Сериал как высокое искусство


Александр Генис: На днях В Манхэттане состоялась публичная дискуссия критиков журнала ''Нью-Йоркер'', включая его редактора Дэвида Ремника, посвященная возможностям телевидения как высокого искусства. Эта тема особенно актуальна в зимнем Нью-Йорке, где зрители прилипли к малому экрану, на который вернулся культовый британский мини-сериал ''Аббатство Даунтон'', получивший самый высокий рейтинг критиков и публики в истории Англии. Воспользовавшись успехом, общественное телевидение США, занятое в этом проекте, выпустило на ДВД, в роскошном юбилейном варианте первый, самый знаменитый и, по мнению многих, лучший сериал всех времен и народов. Это вышедшая ровно 30 лет назад экранизация романа Ивлина Во ''Возвращение в Брайдсхед''.
Наравне с ''Поющим детективом'' Дениса Поттера и ''Декалогом'' Кислевского, эти монументальные произведения – шедевры современной драмы, которые демонстрируют громадный потенциал такого, казалось бы, безнадежно массового искусства как телевидение.
Это тем более неожиданно, что сегодня сетевые средства массовой информации выжали телевизор на обочину прогресса. Однако, старея вместе с ХХ веком, телевизор оказался таким старомодным средством повествования, что именно это и позволяет ему в ХХI веке взять на себя роль толстых романов, которыми жил золотой 19 век.
Сегодня такие пухлые романы, из которых в случае с ''Брайдсхедом'' получилось 659 минут экранного времени, уже можно не писать, а сразу ставить. Примерно так, как советовал Булгаков в ''Театральном романе''. Автор в нем признается: ''Тут мне начало казаться, что по вечерам из белой страницы выступает как бы коробочка, и в ней сквозь строчки видно: горит свет и движутся в ней те самые фигурки, что описаны в романе''.
Более того, если бы Толстой с Достоевским жили сегодня, они бы сочиняли сериалы, не дожидаясь, пока их экранизируют. Великие романисты мыслили поступками и сочиняли образами. Они меньше наших писателей зависели от букв, ибо что рассказать им было важней, чем как. В сущности, вся плоть такого романа, его философия и идея, вырастали из действия, олицетворялись с персонажами и выражались прямой речью. Поэтому можно сказать, что перевоплощение литературы в сериал возвращает ее к своему истоку, к тому зрелищу, которое – по Булгакову – открывается внутреннему взору автора. Линейное становится объемным, длинное – обозримым, повествование – экономным и нескончаемым.

# # # #

» **ЗАДАНИЯ**:
#1 Перепишите без изменений фрагмент текста о сериалах, начиная со слов «Это тем более» и заканчивая словами «описаны в романе''.».
#2 Сколько минут экранного времени, согласно тексту о сериалах, заняла экранизация «Брайдсхеда»?

# # # #

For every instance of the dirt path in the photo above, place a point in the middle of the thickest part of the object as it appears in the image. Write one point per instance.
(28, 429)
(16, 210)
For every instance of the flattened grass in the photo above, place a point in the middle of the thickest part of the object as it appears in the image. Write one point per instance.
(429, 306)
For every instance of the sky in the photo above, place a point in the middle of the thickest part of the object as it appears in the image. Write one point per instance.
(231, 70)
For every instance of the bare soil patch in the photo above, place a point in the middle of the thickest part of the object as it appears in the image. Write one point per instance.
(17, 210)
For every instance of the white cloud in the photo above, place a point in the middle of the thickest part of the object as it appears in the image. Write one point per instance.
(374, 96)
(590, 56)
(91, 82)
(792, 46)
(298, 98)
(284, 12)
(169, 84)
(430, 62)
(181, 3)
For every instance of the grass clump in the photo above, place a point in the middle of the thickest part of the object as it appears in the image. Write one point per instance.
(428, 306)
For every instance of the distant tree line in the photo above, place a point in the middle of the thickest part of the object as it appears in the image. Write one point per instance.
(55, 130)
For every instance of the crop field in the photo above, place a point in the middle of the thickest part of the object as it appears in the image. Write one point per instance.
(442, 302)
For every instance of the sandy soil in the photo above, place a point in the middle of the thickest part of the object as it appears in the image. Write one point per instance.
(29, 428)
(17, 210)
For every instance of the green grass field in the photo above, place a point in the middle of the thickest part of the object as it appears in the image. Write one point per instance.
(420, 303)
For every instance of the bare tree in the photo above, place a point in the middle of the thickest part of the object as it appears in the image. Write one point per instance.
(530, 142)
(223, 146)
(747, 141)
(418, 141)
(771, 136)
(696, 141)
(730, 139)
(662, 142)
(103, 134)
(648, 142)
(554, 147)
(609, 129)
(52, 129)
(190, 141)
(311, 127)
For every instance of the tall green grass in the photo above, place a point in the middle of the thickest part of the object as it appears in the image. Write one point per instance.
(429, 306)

# # # #

» **ОТВЕТЫ**:
#1
Это тем более неожиданно, что сегодня сетевые средства массовой информации выжали телевизор на обочину прогресса. Однако, старея вместе с ХХ веком, телевизор оказался таким старомодным средством повествования, что именно это и позволяет ему в ХХI веке взять на себя роль толстых романов, которыми жил золотой 19 век.
Сегодня такие пухлые романы, из которых в случае с ''Брайдсхедом'' получилось 659 минут экранного времени, уже можно не писать, а сразу ставить. Примерно так, как советовал Булгаков в ''Театральном романе''. Автор в нем признается: ''Тут мне начало казаться, что по вечерам из белой страницы выступает как бы коробочка, и в ней сквозь строчки видно: горит свет и движутся в ней те самые фигурки, что описаны в романе''.

#2 659 минут.